(Excerpts of pointing data)

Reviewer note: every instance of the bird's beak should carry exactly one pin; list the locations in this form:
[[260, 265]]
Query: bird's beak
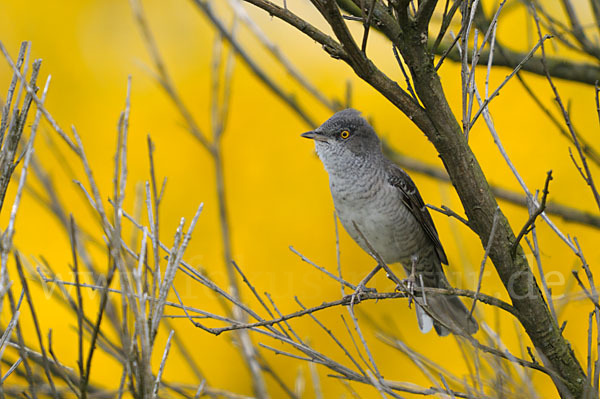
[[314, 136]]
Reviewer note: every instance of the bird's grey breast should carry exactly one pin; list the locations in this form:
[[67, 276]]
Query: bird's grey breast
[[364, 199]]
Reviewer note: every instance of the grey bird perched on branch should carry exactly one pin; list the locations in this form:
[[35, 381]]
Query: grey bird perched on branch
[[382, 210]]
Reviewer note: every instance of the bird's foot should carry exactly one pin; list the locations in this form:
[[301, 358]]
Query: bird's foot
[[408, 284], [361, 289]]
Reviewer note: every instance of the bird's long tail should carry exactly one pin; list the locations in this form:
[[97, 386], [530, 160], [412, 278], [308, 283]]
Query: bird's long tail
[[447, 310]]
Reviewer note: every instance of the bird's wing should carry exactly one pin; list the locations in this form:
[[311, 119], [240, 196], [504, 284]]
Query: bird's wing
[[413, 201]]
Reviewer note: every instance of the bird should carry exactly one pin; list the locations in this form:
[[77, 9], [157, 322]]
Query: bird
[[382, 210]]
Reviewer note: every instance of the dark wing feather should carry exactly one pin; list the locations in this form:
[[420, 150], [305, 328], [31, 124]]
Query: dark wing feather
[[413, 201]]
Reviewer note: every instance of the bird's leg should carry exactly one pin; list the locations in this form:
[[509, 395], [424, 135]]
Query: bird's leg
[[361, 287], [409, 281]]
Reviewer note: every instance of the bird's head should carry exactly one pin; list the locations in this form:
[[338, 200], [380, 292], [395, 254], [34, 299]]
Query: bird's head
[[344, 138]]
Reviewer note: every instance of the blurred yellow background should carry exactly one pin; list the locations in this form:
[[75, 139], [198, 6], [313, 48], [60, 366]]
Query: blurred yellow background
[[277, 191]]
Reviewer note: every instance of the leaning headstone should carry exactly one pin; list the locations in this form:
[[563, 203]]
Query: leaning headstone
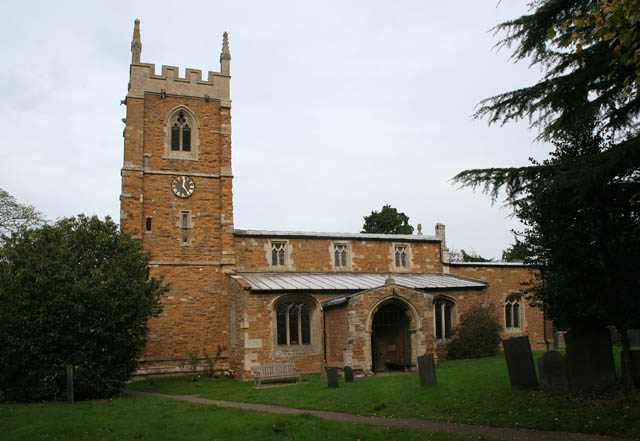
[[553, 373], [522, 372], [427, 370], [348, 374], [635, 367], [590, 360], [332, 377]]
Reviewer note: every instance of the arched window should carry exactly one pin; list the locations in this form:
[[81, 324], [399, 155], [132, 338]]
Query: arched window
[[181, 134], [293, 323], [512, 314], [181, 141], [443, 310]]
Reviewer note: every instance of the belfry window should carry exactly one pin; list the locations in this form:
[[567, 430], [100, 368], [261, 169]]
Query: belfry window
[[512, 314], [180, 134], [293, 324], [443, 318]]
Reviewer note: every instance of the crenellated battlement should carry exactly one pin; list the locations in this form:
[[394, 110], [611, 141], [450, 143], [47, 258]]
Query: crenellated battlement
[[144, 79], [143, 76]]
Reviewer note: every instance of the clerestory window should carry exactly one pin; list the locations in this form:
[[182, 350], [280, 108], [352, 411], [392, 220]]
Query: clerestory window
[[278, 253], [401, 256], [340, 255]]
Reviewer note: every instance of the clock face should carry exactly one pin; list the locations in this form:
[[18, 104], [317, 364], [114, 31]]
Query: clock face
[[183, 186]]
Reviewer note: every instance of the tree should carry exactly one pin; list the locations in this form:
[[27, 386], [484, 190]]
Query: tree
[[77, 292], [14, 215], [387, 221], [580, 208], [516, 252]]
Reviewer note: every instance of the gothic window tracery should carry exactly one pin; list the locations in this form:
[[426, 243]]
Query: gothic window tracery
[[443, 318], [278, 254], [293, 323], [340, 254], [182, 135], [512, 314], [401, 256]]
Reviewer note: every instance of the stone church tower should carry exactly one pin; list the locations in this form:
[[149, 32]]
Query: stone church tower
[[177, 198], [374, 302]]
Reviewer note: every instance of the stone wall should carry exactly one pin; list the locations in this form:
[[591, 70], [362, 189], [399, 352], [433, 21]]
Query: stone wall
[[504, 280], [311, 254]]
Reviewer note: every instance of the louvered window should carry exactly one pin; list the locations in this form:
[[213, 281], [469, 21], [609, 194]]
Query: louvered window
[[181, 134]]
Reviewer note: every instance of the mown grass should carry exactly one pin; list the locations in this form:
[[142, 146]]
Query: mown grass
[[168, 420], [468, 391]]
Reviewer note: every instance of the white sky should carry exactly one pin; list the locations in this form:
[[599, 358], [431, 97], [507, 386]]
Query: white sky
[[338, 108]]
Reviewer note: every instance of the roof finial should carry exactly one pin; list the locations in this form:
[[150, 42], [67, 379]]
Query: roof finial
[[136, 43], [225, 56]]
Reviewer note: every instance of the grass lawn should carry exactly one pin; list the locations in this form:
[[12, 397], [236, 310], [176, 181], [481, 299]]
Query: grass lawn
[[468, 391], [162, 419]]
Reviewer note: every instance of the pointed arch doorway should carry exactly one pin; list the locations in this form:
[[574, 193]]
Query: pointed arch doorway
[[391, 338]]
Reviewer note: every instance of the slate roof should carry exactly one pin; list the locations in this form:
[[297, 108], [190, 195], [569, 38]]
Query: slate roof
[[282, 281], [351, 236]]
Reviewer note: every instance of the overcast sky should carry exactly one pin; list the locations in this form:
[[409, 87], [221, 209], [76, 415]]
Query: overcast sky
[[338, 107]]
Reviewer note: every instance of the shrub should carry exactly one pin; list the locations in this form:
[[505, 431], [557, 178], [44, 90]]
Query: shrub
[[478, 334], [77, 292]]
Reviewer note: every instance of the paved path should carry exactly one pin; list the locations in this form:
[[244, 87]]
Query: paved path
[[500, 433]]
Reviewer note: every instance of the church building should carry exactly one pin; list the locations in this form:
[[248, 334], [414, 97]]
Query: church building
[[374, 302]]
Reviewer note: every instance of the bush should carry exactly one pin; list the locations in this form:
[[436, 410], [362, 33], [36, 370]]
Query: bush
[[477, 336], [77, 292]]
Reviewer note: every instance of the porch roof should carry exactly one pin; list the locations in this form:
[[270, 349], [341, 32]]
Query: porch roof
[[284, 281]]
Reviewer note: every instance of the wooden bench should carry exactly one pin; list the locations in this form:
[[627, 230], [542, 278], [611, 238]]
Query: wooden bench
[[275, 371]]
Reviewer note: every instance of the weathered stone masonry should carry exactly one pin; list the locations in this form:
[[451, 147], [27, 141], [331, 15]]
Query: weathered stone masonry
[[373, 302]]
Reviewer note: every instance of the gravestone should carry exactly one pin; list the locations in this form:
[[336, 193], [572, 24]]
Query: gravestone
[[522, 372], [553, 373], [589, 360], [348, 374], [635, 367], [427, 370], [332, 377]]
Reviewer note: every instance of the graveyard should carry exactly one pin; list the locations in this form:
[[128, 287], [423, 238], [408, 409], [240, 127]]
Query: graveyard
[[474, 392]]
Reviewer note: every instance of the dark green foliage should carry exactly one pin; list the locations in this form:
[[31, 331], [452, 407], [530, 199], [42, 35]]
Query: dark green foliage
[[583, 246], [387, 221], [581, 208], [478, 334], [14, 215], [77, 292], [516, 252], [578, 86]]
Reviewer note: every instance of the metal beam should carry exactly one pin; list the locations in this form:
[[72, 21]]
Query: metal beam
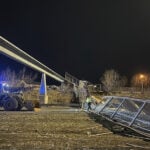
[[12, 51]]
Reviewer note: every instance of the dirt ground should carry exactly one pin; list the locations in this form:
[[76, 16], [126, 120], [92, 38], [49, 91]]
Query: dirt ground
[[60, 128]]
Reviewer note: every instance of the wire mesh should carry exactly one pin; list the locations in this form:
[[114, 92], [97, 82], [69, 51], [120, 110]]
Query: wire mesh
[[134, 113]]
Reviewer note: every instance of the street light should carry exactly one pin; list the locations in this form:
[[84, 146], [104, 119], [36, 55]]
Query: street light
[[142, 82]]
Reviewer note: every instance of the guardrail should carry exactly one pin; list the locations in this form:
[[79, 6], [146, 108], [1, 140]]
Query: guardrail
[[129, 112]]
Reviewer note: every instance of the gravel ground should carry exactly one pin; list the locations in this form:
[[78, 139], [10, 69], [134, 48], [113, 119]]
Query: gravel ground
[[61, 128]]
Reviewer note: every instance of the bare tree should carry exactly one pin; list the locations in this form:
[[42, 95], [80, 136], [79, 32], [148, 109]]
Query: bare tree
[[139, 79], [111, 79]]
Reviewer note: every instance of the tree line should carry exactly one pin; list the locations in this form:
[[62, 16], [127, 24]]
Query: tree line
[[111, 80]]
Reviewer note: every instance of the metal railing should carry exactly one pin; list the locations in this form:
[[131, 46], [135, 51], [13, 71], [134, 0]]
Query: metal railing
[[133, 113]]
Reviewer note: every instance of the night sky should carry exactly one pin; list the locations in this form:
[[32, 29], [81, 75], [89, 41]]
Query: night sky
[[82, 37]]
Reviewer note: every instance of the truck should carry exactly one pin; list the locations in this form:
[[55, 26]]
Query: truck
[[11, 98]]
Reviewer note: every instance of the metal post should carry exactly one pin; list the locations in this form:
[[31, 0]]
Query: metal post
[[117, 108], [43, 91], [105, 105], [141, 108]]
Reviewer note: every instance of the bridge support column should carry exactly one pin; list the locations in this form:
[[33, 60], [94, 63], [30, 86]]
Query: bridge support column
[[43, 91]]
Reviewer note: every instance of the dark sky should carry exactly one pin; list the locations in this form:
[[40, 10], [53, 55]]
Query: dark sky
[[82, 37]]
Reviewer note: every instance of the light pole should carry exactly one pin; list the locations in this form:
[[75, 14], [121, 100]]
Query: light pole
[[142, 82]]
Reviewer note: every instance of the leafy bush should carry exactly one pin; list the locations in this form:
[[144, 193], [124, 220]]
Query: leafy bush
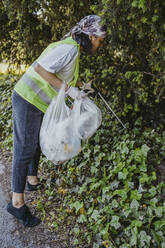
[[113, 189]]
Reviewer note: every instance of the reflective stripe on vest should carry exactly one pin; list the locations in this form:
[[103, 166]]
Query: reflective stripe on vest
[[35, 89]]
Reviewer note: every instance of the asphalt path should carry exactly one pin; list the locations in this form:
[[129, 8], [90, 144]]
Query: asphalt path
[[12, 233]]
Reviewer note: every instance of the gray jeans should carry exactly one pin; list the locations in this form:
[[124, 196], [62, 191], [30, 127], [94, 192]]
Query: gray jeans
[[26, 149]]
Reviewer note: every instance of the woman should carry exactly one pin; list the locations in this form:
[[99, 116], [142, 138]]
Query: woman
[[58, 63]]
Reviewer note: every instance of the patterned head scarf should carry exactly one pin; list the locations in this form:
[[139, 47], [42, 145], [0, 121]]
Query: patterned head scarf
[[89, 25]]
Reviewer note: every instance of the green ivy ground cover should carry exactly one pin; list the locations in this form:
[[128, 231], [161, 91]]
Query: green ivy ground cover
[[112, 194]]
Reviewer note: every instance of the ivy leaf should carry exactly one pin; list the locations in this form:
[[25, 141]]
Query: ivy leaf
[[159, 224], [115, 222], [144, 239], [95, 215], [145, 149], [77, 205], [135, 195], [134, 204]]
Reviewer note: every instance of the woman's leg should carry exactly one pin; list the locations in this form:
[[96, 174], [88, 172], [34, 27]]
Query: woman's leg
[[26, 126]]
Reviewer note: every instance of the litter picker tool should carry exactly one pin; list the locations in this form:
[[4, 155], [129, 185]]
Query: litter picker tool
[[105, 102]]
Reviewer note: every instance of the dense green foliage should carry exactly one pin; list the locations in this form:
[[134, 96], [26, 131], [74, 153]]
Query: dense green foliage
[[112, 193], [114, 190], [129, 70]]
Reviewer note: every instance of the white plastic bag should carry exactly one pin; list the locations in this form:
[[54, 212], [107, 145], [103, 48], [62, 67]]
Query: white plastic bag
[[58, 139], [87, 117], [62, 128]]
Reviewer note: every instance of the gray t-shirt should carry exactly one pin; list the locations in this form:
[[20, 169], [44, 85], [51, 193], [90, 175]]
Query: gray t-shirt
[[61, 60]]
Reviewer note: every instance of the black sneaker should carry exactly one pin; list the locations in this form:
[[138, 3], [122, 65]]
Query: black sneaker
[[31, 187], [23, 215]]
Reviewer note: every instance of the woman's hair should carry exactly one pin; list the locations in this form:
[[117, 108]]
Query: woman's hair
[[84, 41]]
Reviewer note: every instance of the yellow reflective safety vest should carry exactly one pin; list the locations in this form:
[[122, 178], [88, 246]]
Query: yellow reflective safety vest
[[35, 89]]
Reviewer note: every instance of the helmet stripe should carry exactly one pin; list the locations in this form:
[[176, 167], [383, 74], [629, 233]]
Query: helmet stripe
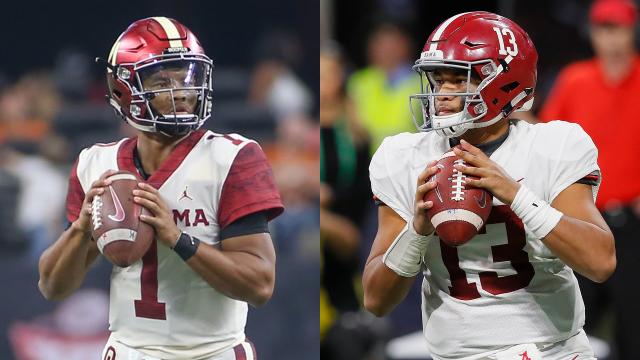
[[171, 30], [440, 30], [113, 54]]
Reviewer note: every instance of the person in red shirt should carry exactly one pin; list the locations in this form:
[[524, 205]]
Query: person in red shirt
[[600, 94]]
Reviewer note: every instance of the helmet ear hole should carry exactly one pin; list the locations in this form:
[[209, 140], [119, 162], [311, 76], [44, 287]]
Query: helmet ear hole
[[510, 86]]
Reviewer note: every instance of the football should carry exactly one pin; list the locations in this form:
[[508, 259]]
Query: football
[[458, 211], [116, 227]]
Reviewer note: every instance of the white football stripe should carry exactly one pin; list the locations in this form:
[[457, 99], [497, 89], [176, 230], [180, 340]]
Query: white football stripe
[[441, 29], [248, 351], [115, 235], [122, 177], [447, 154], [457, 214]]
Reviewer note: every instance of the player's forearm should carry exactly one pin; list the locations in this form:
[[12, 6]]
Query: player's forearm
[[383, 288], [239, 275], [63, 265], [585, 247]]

» **BRIEF**
Edit everything from the start of the rows down to the line containing "360], [332, 377]]", swapping "pin" for "marker" and changing nothing else. Leave the pictures out of your answer.

» **ANSWER BELOW**
Reviewer note: every instance of the bird's beak should carry exactly one marker; list the locations in this form:
[[260, 265]]
Query: bird's beak
[[314, 136]]
Reviewer note: every instance of the bird's grey breast should carry exactly one marker; list the locations in this form:
[[67, 276]]
Query: bird's grey breast
[[364, 199]]
Reviewer note: every instance of the grey bird perched on branch should carry exactly one marker; list the locations in this form:
[[35, 381]]
Query: grey bird perched on branch
[[382, 210]]
Reviewer note: every instance of the bird's foot should carry exactly one marker; list the locations in this form:
[[301, 358]]
Query: bird's foot
[[408, 284], [361, 289]]
Reviewer note: every instance of the bird's long tail should carry exactly one marker; list the locations in this form:
[[97, 386], [530, 160], [412, 278], [308, 283]]
Query: bird's long tail
[[447, 310]]
Reviewer note: every instance of the bird's wing should carry exactly one marker; list the locations in this form:
[[311, 119], [240, 196], [504, 284]]
Query: bird's wing
[[413, 201]]
Reviewer note: every instance of the bird should carry exactly one marker; list the locations in this form:
[[77, 9], [157, 322]]
Query: bird
[[382, 210]]
Reviewer note: every instance of the dark wing feather should carry exactly one marker; list the locations in this form:
[[420, 150], [305, 328], [31, 124]]
Query: dark wing feather
[[413, 201]]
Reviewer note: every instance of the bird's leg should carry exactly one marker; list the locations in this form:
[[509, 395], [424, 135]]
Query: bird's leg
[[361, 287], [409, 281]]
Reviewer note: every instance of the bird's head should carry exactly one marker; list the locations in this form:
[[338, 200], [380, 292], [395, 254], [34, 299]]
Query: bird's head
[[344, 138]]
Reviewer note: every instance of the blurred yellow background should carry exactly one marker; list the locations in this form:
[[75, 139], [198, 6], [313, 48], [60, 366]]
Query: blurred yellow background
[[277, 191]]
Reviewer note: every instance of the leaning headstone should carry exactly one marker; list the locations in this form:
[[563, 203]]
Query: leaning headstone
[[553, 373], [522, 372], [427, 370], [348, 374], [635, 367], [590, 360], [332, 377]]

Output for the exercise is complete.